#### [Problems]
a – Decide whether each statement agrees with the Portsmouth field trip account below. Answer yes or no for each, quoting the words from the account that settle it.
(i) The group arrived in Portsmouth to cold rain.
(ii) The writer spent roughly ten minutes on a military helicopter training demo.
(iii) Traditional mermaids were the most common figureheads on display.
b – Carry on writing the Portsmouth field trip account below, starting after its final sentence.

#### Extract ####

Sunday, October 24, 2010

Day 49: FIELD TRIP--The HMS Victory, Cadbury World, and that Place Where Lydia Eloped With Mr. Wickham

To the South


It was Penny's idea, and subsequent petition, to take everyone to Portsmouth. We imagined walking on the stone walls of Lyme in the freezing ocean air and rain--accordingly, we all showed up at the coach with Wellies and trenches and umbrellas, prepared for the worst. But it was unnecessary; our arrival in Portsmouth revealed the most glorious sunshine and blue sky, reflected on the calm Atlantic. We emerged onto old cobbled raods, reminiscent of Liverpool, and saw two ships that looked straight out of Pirates of the Caribbean. I was all vestiges of delight--so much so that Katy and Emily could only laugh at me.

We were the second tour, so we whiled away some forty-five minutes in the Maritime Museum, which had everything from female uniforms to miniature battleships to modern military technology blurbs. I spent some ten minutes on a military helicopter training demo, complete with joysticks, buttons, and monstrous consoles--I could not get off the ground without failing. And neither could anyone else, from what I heard. The most fun we had took place upstairs in the Figurehead Museum. We were hard-put to find any traditional mermaids--more common were Welsh dragons, slaves from Madagascar with enormous comic lips and eyes, and even characters from Turkey and the East Indies with earrings and turbans. It was marvelous to see these treasures of the British Empire, and yet unhappy to consider the effects of colonization.

#### Dataset records ####

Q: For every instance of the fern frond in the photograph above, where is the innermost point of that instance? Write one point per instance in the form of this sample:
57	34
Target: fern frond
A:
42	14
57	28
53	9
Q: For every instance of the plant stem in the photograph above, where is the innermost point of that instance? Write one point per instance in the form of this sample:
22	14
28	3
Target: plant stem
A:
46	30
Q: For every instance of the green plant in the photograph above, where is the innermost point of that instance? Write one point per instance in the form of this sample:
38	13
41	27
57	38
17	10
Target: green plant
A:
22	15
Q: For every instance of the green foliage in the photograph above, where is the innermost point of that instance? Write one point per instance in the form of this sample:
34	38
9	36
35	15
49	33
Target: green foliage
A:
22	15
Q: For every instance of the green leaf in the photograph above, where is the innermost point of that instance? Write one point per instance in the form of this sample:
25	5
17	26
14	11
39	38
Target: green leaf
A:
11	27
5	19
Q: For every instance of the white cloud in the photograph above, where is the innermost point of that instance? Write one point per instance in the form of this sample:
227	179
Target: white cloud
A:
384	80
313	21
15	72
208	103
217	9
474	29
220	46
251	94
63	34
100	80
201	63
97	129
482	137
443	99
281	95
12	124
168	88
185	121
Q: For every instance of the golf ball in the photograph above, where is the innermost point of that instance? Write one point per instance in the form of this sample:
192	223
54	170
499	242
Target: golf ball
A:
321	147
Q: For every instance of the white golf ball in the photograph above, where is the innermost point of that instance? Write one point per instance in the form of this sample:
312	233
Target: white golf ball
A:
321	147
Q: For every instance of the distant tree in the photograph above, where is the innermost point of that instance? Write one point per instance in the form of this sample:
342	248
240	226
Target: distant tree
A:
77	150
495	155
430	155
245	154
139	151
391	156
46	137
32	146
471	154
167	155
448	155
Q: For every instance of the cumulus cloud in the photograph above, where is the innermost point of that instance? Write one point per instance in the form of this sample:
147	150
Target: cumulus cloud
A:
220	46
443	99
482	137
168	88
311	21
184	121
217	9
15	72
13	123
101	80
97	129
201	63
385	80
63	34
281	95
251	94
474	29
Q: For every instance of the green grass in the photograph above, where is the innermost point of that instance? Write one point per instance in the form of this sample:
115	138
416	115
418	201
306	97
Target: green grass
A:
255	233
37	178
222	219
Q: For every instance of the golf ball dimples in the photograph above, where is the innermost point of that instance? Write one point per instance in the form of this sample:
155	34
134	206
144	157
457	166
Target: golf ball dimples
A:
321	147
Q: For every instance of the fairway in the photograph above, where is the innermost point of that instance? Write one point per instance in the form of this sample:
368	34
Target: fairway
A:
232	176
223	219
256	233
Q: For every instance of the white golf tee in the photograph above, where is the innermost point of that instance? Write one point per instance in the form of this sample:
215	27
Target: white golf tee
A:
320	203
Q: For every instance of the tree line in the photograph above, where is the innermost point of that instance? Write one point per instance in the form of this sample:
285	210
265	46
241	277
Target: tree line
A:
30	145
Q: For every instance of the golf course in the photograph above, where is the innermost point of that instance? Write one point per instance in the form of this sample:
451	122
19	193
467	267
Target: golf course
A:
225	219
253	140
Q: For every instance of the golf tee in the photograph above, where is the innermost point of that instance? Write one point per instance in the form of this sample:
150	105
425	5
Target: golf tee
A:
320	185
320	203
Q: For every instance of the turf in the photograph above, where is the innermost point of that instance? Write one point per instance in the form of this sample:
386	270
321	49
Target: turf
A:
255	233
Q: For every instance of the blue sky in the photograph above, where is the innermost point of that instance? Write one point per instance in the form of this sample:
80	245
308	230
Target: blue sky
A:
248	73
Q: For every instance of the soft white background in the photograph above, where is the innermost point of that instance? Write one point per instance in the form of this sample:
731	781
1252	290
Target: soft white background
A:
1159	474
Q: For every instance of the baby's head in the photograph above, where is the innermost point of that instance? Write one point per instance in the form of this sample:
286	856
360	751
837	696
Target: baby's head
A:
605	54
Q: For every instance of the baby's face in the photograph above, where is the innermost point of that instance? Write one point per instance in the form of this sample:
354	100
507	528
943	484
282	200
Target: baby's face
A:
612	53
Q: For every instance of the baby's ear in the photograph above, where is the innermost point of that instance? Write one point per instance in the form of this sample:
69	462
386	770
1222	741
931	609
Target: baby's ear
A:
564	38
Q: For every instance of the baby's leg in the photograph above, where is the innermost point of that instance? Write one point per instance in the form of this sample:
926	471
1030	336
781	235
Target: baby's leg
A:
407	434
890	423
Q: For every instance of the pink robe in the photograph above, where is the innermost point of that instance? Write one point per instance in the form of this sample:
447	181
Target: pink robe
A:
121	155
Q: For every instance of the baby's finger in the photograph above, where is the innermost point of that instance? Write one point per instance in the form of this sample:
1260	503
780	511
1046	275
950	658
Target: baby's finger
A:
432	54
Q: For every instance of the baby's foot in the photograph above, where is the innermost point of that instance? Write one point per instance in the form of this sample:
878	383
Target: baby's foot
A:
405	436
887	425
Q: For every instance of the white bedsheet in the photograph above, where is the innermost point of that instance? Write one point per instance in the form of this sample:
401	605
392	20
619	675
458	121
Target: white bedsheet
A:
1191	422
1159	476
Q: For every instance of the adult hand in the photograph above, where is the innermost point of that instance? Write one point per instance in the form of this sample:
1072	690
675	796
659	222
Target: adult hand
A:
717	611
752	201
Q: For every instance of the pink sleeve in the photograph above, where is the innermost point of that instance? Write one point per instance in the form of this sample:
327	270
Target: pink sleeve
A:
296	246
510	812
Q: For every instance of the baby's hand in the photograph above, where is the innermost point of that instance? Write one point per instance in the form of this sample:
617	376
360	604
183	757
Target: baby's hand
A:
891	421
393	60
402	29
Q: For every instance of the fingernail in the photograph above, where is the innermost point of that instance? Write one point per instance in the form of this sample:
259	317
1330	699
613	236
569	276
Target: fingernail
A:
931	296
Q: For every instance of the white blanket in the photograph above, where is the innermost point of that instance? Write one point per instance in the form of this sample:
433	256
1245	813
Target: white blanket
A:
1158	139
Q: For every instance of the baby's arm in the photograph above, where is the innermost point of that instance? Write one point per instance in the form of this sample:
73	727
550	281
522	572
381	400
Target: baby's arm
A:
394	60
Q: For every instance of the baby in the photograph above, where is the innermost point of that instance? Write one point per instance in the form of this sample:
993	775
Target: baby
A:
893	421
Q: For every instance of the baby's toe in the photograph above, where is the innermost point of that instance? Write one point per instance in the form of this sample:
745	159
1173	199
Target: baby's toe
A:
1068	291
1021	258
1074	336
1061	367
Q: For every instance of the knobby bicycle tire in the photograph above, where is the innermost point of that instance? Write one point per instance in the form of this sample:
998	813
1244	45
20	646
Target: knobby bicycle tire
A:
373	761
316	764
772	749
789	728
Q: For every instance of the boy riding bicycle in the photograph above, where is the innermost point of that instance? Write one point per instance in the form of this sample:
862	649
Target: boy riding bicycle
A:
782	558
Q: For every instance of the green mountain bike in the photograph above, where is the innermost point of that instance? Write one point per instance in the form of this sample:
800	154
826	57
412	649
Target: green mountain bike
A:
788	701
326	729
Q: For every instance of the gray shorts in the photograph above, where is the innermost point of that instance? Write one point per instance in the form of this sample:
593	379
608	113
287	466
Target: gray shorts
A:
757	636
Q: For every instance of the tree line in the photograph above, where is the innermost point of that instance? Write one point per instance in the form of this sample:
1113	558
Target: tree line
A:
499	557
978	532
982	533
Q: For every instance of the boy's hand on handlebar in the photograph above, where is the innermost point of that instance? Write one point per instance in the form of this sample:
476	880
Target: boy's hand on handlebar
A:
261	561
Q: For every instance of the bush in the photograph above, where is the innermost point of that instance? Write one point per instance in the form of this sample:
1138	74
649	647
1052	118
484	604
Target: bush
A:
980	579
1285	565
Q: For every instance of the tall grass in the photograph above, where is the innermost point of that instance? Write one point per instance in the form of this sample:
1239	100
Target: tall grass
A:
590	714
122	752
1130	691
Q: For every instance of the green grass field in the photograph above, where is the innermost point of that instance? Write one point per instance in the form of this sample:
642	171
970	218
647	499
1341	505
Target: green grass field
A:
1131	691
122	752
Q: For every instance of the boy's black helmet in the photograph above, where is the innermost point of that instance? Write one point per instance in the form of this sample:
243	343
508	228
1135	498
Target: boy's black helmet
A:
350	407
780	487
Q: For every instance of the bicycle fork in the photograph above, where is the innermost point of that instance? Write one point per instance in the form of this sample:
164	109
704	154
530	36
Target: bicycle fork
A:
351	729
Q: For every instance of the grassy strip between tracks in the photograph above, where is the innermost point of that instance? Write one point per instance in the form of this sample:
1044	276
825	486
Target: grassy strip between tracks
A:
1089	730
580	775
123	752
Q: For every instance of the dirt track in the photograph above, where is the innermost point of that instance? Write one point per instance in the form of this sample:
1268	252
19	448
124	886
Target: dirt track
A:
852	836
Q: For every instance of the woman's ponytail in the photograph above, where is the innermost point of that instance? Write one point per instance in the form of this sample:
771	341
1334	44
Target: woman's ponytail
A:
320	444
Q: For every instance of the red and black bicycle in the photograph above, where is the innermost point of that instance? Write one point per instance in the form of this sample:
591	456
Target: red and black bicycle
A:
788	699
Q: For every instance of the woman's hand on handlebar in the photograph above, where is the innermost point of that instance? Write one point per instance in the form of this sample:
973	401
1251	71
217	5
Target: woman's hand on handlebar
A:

####

#### [Answer set]
a –
(i) No: "our arrival in Portsmouth revealed the most glorious sunshine and blue sky, reflected on the calm Atlantic."
(ii) Yes: "I spent some ten minutes on a military helicopter training demo, complete with joysticks, buttons, and monstrous consoles"
(iii) No: "We were hard-put to find any traditional mermaids--more common were Welsh dragons, slaves from Madagascar with enormous comic lips and eyes, and even characters from Turkey and the East Indies with earrings and turbans."

b –
My favorite place had the largest textile artifact in the world--the Victory's main sail. It lay splayed out in over 90 square feet, under cool yellow lighting and punctured by over 90 shots from bullet and cannon fire. In the background were scenes from Master and Commander, my very favorite period movie (we'd watched it on the way, and Penny couldn't handle the violence--I was so enthused to see something blow up again after all the Austen flicks). I wish we could have gotten closer to the canvas sail and investigate; it's probably wise that we were left squinting in a dark room to see it all.

On Board

Our tour finally began--we hurried over to the HMS Victory, the cutting-edge warship that mostly guaranteed England would never get along with France again. I barely caught one picture outside the ship before we headed up the gangway; the white sails rustling against the blue sky, held up by spiderwebs of taut ropes. I was all smiles, remembering beaches and little rowboats from back home. The gangway flexed and bounced up and down as we thundered up and said jovial hellos to our tour guide. He was a dark-haired, bookish sort of man who had a nervousness about him we hadn't seen in any guide yet. Accordingly, a white-haired supervisor shadowed our tour, constantly trying to calm his greenie down (10 years vs. 10 weeks' experience).

Ben and Andrew suffered most; they had to crouch under every single ceiling on board, with the exception of Nelson's deck; this was where a wreath lay, the spot where Admiral Nelson was shot and fatally wounded. We saw Nelson's dress uniform in a glass case next to his quarters, where the doors were fastened about the table and china. The guide showed us how a cannon is fired, how the jumpback is cushioned, and how English cannons kicked the trash outta French and Spanish guns (lock, stock, and barrel=less than 60 seconds, vs. three minutes). Underneath the guns were the quarters where hundreds and hundreds of hammocks were hung from the beams with 18 inches or less of room to sleep. This was where the men worked, slept, ate, and cleaned themselves (however they did that). Bit cramped. The kitchen and boiler could have fit on a twister board.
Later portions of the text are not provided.